*** Opening TEXT PROVIDED ***

DM Monitoring
SEOUL: South Korea’s economic sluggishness has eased on diminishing negative effects of the coronavirus pandemic, a state-run think tank said Sunday, media reported.
South Korea’s daily new virus cases spiked more than 900 in late February, but the COVID-19 curve has since flattened sharply in recent months.
The decline in infections has moderated the contraction in domestic demand. «The positive signs of an economic recovery are growing, but external uncertainties remain persistent,» the Korea Development Institute (KDI) said in its English-language Monthly Economic Trends publication. It said internal and external economic sentiments are rebounding, reflecting expectations for a recovery as some consumption-related data improved in major countries.
Still, the institute said the growing number of new COVID-19 cases worldwide and intensifying disputes between the United States and China could pose a constraint to a global economic recovery. In July, South Korea’s exports fell 7 percent on-year to US$42.8 billion, extending their on-year decline to a fifth consecutive month amid the fallout of the new coronavirus, but the pace of decline slowed sharply due to reopening.
July’s pace marked a sharp slowdown from the 10.9 percent drop in June and the 23.7 percent decline in May. Facility investment maintained high growth led by semiconductor-related industries. Separately, the KDI said 20 South Korean economic experts expect the country’s economy to contract 0.9 percent in 2020, down by 0.6 percentage point from the last survey in April.
The South Korean economy contracted 3.3 percent in the second quarter from a quarter earlier, the slowest on-quarter growth since the first quarter of 1998, when it contracted 6.8 percent.
Last year, South Korea’s gross domestic product expanded 2 percent from a year earlier, the slowest on-year growth since 2009. Next year, the economy is expected to grow 2.8 percent, higher than the previous estimate of 2 percent made in April.
The country’s outbound shipments are expected to decline 5.8 percent this year, following last year’s decline of more than 10 percent.
South Korea’s current account surplus for the year is estimated at $42.5 billion, also lower than April’s estimate of $54.2 billion, according to the survey.
The experts surveyed projected that South Korea’s benchmark rate will stay at the current record low level of 0.5 percent throughout 2021.

*** Closing TEXT PROVIDED ***
*** Opening DATA TO EXAMINE ***

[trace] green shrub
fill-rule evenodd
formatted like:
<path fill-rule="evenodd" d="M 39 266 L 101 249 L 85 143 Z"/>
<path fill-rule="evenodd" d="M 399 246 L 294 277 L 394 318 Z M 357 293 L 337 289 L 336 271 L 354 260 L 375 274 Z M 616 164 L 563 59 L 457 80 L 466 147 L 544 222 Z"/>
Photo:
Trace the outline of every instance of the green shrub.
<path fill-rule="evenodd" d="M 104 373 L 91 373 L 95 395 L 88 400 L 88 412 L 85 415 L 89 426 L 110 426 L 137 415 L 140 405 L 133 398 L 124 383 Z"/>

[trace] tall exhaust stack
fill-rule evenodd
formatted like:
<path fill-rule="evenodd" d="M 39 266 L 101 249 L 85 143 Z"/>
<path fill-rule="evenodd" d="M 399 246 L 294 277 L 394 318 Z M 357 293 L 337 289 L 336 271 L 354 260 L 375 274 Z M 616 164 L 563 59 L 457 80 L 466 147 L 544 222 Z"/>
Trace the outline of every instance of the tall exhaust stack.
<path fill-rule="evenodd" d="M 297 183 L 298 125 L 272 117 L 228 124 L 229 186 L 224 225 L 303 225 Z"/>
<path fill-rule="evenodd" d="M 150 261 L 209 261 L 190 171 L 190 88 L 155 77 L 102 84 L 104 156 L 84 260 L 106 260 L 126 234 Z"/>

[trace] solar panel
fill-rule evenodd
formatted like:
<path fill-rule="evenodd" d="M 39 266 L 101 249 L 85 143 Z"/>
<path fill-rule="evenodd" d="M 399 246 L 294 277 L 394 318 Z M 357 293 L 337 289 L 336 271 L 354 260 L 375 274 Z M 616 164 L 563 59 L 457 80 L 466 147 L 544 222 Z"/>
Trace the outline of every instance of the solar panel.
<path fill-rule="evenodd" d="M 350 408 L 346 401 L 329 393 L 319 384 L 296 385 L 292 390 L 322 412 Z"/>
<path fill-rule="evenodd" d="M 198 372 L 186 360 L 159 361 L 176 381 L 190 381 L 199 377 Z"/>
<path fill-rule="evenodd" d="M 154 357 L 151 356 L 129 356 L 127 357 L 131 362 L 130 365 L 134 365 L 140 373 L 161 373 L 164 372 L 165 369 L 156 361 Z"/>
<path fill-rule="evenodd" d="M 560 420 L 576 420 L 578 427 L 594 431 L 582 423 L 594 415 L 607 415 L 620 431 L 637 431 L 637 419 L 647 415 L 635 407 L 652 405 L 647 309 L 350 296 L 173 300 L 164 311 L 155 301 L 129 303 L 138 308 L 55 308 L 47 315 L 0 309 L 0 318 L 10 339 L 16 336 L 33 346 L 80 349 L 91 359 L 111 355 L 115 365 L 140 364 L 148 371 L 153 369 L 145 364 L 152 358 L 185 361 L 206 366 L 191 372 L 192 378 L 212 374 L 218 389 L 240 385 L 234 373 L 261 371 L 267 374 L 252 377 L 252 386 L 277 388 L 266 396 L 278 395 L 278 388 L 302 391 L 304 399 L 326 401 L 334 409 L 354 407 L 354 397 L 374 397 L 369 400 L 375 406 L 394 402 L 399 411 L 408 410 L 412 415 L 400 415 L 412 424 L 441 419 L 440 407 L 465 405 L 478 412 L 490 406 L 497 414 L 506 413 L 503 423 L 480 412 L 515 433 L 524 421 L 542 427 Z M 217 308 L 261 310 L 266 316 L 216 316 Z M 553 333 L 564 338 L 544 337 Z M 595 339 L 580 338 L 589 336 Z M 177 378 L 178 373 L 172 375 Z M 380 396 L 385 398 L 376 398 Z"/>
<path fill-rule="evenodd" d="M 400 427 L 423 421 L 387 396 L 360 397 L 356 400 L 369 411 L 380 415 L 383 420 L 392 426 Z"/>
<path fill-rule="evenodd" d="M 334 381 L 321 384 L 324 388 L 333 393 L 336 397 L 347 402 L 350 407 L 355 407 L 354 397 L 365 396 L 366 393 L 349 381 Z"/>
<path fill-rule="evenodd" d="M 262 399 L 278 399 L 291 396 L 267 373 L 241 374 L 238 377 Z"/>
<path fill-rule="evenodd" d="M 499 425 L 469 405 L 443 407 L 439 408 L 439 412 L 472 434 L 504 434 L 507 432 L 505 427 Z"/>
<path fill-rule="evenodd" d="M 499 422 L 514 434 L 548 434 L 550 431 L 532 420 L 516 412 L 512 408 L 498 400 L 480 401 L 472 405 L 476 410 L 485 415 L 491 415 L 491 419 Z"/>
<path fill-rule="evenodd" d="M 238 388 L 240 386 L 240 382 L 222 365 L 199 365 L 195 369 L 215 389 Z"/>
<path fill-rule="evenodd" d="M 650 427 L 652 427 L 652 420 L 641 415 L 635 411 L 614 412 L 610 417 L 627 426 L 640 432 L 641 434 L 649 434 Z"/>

*** Closing DATA TO EXAMINE ***

## QUESTIONS:
1. What does the article on South Korea's economy give as the on-year change in South Korea's exports in July?
2. Name every month for which the article on South Korea's economy reports an on-year decline in exports, together with the percentage given for each.
The rows bear no relation to the article on South Korea's economy.

## TASK RESULTS:
1. They fell 7 percent on-year to US$42.8 billion.

2.
May: 23.7 percent
June: 10.9 percent
July: 7 percent